[Opening Record excerpts section]

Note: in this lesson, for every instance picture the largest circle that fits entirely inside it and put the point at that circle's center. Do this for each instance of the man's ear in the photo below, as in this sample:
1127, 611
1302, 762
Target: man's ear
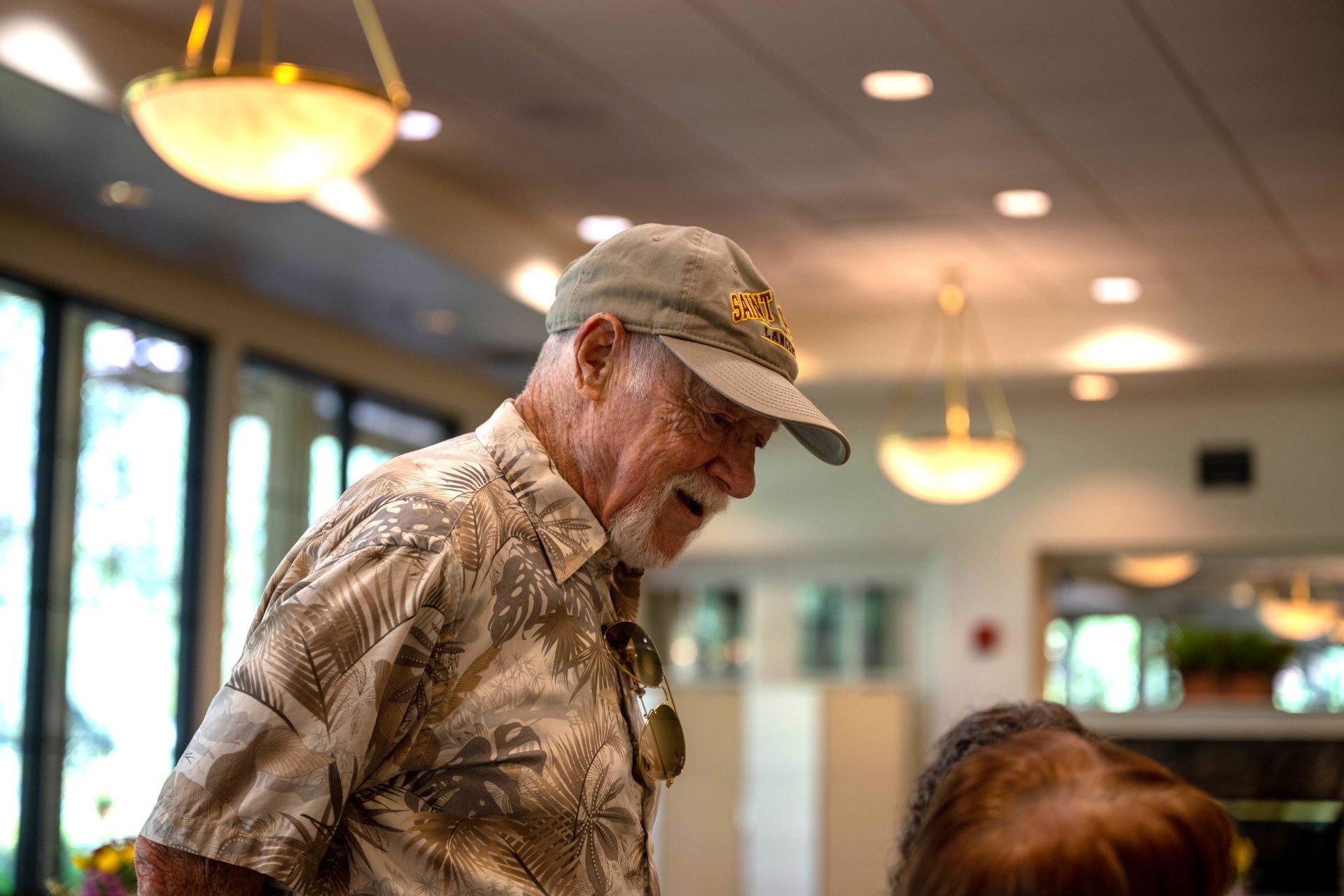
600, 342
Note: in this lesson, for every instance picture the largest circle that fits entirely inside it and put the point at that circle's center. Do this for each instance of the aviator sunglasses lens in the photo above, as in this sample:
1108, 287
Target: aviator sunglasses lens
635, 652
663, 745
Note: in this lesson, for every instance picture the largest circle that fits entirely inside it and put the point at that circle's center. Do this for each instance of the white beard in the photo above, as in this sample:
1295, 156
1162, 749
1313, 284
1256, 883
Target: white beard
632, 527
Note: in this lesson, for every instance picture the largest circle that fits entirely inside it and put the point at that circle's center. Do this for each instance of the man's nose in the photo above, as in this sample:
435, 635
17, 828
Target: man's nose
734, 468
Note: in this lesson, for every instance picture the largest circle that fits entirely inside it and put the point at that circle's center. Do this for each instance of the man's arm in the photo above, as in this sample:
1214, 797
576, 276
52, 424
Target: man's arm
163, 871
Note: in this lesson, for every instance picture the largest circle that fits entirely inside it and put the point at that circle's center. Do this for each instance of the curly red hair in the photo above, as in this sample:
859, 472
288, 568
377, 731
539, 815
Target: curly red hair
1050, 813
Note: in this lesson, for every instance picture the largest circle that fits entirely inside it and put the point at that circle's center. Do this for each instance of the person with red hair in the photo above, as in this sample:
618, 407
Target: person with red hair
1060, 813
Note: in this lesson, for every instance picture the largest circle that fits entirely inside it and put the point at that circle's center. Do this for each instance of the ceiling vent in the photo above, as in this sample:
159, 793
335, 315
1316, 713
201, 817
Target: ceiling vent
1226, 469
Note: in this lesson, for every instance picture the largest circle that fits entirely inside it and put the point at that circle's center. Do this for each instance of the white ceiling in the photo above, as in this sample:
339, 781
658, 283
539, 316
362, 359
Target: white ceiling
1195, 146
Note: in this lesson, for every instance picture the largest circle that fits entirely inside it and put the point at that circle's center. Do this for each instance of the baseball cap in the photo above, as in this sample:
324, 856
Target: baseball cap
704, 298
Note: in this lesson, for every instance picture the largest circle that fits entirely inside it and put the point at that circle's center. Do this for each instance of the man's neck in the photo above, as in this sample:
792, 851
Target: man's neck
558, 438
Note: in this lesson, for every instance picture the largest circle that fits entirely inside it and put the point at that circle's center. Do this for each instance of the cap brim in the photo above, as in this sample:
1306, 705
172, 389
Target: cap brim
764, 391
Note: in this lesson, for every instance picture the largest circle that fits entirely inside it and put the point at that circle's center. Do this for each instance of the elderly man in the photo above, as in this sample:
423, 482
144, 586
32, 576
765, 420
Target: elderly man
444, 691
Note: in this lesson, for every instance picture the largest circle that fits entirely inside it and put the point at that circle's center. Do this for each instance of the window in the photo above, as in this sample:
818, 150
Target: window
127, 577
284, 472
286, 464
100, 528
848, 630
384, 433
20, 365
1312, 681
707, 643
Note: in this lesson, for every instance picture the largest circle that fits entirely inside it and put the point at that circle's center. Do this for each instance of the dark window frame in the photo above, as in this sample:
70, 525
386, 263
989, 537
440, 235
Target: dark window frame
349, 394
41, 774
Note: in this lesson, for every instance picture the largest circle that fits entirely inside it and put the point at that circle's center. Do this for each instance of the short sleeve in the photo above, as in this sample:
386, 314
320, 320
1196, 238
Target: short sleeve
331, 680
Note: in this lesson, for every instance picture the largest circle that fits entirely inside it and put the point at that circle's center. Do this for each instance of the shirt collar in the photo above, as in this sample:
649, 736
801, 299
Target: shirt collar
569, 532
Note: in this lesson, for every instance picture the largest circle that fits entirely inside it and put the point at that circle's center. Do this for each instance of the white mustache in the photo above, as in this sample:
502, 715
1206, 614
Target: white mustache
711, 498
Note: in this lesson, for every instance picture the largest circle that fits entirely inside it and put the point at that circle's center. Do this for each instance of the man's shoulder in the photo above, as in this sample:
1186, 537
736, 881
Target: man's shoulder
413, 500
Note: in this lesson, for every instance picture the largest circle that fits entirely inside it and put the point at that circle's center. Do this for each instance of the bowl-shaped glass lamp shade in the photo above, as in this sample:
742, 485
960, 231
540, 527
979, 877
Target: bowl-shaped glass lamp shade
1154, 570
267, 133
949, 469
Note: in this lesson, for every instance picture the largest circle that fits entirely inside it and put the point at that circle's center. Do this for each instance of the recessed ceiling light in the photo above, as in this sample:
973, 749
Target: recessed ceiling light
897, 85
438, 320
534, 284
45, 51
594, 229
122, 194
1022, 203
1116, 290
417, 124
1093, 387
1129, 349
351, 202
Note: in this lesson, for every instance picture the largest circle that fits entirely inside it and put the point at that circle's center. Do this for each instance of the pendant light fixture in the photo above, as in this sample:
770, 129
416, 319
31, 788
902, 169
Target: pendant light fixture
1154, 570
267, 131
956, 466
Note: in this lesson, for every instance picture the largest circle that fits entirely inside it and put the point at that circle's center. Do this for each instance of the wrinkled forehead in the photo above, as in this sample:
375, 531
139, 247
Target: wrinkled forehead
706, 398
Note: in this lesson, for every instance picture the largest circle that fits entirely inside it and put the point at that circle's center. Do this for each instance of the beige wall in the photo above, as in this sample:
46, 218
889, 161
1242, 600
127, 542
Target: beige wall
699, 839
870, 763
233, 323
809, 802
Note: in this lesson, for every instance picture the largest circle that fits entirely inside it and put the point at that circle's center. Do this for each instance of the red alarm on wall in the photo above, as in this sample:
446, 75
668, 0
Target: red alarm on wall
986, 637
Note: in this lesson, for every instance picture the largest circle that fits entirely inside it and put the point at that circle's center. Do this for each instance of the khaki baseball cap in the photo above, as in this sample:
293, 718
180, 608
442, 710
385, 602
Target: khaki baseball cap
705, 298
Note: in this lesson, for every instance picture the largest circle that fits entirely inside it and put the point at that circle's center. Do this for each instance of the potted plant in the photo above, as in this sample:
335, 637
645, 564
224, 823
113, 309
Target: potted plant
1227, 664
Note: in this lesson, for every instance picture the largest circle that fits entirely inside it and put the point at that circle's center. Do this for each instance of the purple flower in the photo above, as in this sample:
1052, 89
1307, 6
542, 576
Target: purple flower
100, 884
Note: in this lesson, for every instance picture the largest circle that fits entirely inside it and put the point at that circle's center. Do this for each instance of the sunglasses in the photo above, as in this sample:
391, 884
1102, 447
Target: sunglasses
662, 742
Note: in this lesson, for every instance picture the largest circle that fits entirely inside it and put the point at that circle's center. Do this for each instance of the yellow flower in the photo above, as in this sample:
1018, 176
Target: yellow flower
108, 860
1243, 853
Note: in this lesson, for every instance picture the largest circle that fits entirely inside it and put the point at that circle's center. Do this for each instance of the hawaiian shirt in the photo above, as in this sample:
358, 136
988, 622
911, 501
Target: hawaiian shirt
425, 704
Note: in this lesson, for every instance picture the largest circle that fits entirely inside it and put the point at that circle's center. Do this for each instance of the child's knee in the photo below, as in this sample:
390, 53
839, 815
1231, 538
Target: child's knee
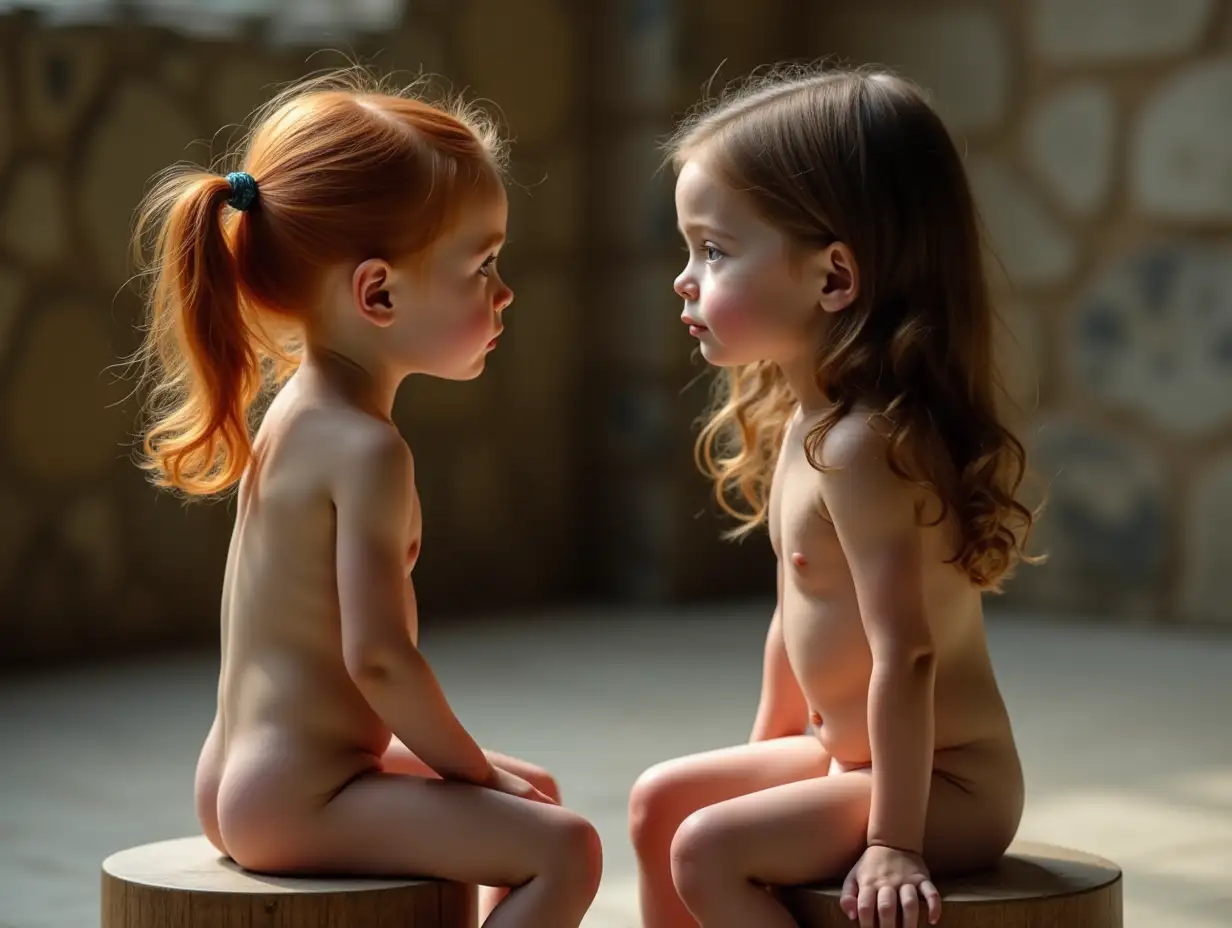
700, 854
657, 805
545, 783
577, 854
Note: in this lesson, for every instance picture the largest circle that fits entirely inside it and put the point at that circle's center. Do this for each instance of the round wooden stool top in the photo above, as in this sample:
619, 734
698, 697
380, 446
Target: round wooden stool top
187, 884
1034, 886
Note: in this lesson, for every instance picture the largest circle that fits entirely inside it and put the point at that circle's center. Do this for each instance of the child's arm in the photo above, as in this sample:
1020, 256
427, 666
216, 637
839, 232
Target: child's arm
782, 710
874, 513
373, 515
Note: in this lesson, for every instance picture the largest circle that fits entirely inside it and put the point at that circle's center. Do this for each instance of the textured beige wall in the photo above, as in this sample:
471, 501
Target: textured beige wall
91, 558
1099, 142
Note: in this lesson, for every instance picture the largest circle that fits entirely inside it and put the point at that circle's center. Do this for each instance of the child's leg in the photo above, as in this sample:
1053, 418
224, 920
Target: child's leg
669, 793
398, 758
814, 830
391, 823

[Closing Record excerpts section]

-- Requirement --
Check each line of the data above, and please copy the ones in which the string "below" occurs.

-- Answer space --
Note: in this lesson, for every instance picture the largest circle that fits entirely inside it and put the point at that circle's center. Do this for each instance of the man's ear in the photo below, as in this sample:
Note: in this lesson, for every instance picture the largest circle that fits entirely inside it and put the point at that circle's center. Do this for each instance of the child's knee in the photo below, as in this sample:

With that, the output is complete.